▶ [ARTICLE]:
▼
I was in bed yes....after doing Rainbows followed by Guides . I run out of the Hall and escape during the bit with the half crazed brown and yellow people though.

Rainbows-first girls there put out a circle of carpet mats, all sit and chat about their week while we wait for everyone. Give them a rundown of the meeting and get going. Mix of games, crafts, cooking etc. This term we are working on the Get Healthy Roundabout or whatever it is called and finishing off challenges from the North East Birthday Challenge. So far we've made autumn collages from things we found on the field, done promise activities involving making elephants to help you keep your promise and made pizzas and smoothies.

Stuff like cooking tends to take the whole hour so we get right into it after the circle. Stuff like the collages takes less time so you can start with a game, or we chatted about Autumn and the changes it brings to weather and trees etc. On the Promise evening they had 2 different activities to do and some thinking/talking time so it was split up to avoid them getting bored of sitting and talking- circle, game, activity 1, chat, activity 2.

Guides is very different as they have far more control over their meetings. At the moment they are doing Go For Its so the patrols have planned their own actvities. We open with the horseshoe, they get told what is happening that week and go off and do it while we go round between groups and suggest things, step in when they are messing around etc.
▲
▶ [TASK REQUIREMENTS]: Transcribe the part of the post about running Rainbows and Guides meetings that begins at the words "I was in bed" and stops after the words "yellow people though.".

▶ [INFORMATION PROVIDED]:
▼
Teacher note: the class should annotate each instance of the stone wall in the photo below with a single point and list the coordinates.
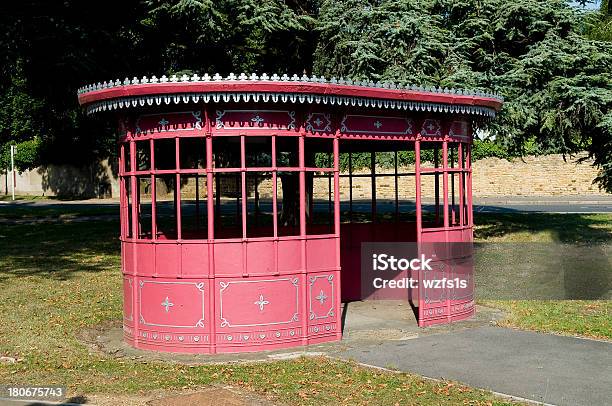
▲
▶ [SOLUTION FOR THIS EXERCISE]:
I was in bed yes....after doing Rainbows followed by Guides . I run out of the Hall and escape during the bit with the half crazed brown and yellow people though.